Excerpted passage:
:::::
Wednesday, May 19, 2010

WHAT'S BURNING IN THE KITCHEN?



Andrew Carmellini is the chef-owner of Locanda Verde, a massive monument to haute cuisine in the Greenwich Hotel in Tribeca. Before that, Carmellini cheffed A Voce, Lespinasse, and Café Boulud, and is known for possessing some of the most respected French technique in the business. In this episode of Munchies, the chef took three dons of Italian cooking on a gala trip after hours. After hitting Matt Greco’s Char No 4 in Brooklyn, Carmellini and the gang made their way to Torrisi Italian Specialties, where renowned chef Cesare Casella was joined by Mark Ladner, the chef behind the Mario Batali empire, for some excellent food and jokes. Afterward, Carmellini took everyone back to Locanda Verde, where he and protégés Rich Torrisi and Mario Carbone made their way through a drunken late-night serving of tripe and eggs.
:::::
Excerpted data:
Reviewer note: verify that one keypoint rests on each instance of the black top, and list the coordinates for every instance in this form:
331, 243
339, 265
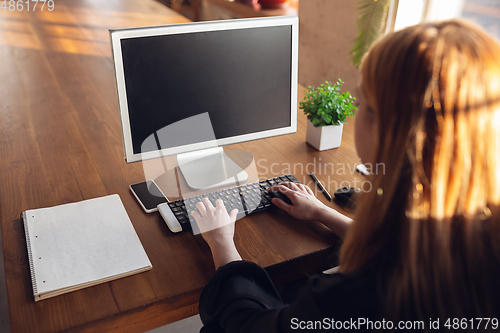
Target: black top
242, 298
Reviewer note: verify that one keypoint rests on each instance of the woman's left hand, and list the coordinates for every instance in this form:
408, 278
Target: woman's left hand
217, 229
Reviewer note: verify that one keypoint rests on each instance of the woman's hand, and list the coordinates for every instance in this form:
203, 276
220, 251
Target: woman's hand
217, 229
305, 206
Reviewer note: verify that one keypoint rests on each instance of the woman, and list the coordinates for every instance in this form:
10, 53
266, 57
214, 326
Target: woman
424, 250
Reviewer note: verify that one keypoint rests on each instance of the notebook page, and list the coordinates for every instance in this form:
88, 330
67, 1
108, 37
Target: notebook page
82, 242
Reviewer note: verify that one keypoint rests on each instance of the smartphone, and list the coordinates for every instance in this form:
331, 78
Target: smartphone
149, 195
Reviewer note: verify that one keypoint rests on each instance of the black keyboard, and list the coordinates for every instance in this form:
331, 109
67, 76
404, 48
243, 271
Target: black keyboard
248, 199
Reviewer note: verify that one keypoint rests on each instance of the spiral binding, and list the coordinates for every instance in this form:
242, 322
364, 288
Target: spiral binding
30, 256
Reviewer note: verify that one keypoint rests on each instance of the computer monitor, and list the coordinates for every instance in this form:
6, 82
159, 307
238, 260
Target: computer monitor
188, 89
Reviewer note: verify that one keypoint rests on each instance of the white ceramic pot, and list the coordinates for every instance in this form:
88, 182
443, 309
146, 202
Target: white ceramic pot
324, 137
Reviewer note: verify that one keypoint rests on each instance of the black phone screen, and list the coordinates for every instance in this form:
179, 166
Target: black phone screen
148, 193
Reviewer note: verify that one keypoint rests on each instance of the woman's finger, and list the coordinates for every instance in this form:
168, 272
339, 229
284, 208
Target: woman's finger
233, 214
208, 205
196, 216
201, 208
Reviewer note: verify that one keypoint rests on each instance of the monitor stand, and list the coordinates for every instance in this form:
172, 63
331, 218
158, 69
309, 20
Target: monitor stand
209, 168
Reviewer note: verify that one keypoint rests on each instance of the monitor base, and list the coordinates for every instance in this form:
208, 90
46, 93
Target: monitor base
209, 168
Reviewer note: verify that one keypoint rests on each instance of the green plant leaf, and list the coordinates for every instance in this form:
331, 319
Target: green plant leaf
326, 105
372, 16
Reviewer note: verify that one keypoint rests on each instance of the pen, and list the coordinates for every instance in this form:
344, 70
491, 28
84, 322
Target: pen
321, 187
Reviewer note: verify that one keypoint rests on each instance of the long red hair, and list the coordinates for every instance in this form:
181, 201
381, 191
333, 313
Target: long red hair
432, 223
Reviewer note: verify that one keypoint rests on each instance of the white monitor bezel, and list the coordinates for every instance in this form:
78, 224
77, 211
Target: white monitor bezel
117, 35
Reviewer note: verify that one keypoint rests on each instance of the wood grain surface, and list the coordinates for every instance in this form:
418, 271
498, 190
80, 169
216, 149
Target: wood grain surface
60, 142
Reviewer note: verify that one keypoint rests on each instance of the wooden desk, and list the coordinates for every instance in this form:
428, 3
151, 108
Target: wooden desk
60, 142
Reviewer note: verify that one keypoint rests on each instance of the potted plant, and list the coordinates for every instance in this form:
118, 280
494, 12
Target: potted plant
327, 110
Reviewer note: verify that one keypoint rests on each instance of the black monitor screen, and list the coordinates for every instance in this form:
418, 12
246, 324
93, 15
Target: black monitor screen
241, 77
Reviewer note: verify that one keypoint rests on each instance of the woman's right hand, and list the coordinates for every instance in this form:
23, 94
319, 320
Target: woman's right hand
307, 207
305, 204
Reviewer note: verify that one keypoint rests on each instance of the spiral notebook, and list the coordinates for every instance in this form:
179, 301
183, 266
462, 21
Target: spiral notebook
81, 244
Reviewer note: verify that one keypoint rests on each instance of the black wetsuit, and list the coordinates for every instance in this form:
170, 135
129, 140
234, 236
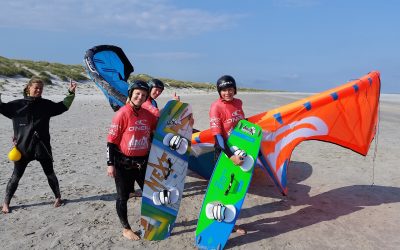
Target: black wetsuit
127, 171
31, 118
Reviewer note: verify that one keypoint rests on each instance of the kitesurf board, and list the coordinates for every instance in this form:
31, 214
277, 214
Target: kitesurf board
166, 171
228, 187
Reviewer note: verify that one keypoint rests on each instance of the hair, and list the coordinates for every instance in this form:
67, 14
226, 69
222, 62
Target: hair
34, 79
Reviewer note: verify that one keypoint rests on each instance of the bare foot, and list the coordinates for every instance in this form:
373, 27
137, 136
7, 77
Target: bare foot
239, 230
129, 234
58, 202
5, 209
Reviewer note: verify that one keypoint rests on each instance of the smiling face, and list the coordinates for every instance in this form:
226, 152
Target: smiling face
155, 92
35, 89
138, 97
227, 94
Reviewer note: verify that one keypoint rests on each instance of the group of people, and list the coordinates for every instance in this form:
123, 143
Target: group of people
128, 140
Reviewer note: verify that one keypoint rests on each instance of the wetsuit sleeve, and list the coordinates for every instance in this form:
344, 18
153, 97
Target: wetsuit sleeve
221, 144
6, 109
111, 153
69, 99
215, 120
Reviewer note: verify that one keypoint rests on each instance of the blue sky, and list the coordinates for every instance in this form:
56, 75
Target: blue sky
:::::
Task objective:
Please list the restaurants that the piece about chef Andrew Carmellini says he cheffed before Locanda Verde. You won't need the data.

Worked answer:
A Voce, Lespinasse, Café Boulud